→ **What to work on**
Take the line that has "Target: light switch" and all the lines that come after it in the records, and write them out again exactly. Add no other line.

→ **Source material**
***

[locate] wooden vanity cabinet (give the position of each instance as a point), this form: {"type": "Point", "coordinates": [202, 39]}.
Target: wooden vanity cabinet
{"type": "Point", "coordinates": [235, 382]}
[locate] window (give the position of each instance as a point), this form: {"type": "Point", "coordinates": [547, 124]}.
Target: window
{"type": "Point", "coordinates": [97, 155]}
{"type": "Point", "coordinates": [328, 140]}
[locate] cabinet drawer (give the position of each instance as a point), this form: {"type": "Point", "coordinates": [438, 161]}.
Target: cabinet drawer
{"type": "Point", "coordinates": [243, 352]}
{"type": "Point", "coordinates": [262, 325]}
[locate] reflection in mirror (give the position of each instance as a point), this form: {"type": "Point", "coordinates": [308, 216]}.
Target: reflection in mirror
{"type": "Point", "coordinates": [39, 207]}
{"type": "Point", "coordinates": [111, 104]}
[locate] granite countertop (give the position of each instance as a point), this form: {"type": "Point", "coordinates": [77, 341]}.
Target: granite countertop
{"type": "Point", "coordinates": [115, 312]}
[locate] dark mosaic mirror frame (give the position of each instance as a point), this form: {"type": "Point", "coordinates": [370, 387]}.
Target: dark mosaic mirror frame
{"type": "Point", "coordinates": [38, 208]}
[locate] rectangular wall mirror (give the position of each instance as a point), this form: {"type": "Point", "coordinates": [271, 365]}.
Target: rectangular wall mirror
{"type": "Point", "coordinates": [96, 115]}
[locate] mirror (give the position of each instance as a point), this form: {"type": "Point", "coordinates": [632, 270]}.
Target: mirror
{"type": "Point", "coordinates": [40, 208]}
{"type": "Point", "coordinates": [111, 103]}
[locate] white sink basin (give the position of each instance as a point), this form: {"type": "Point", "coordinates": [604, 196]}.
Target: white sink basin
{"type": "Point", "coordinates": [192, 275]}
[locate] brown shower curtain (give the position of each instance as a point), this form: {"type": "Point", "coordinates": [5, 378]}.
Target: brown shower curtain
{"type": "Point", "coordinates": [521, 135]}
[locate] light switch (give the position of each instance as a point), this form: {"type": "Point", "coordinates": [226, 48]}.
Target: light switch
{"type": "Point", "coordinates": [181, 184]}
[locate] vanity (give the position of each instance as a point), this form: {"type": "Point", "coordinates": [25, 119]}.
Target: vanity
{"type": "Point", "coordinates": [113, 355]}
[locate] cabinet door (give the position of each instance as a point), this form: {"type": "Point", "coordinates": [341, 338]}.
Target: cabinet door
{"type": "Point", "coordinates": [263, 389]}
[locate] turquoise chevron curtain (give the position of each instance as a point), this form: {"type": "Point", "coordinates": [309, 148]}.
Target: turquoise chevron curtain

***

→ **Task response**
Target: light switch
{"type": "Point", "coordinates": [181, 184]}
[locate] vanity (give the position of each instance as a point), this form: {"type": "Point", "coordinates": [25, 119]}.
Target: vanity
{"type": "Point", "coordinates": [113, 355]}
[locate] cabinet door (give the position of each instance as a point), this form: {"type": "Point", "coordinates": [341, 338]}.
Target: cabinet door
{"type": "Point", "coordinates": [263, 389]}
[locate] turquoise chevron curtain (give the position of each instance as a point), this form: {"type": "Point", "coordinates": [309, 148]}.
Target: turquoise chevron curtain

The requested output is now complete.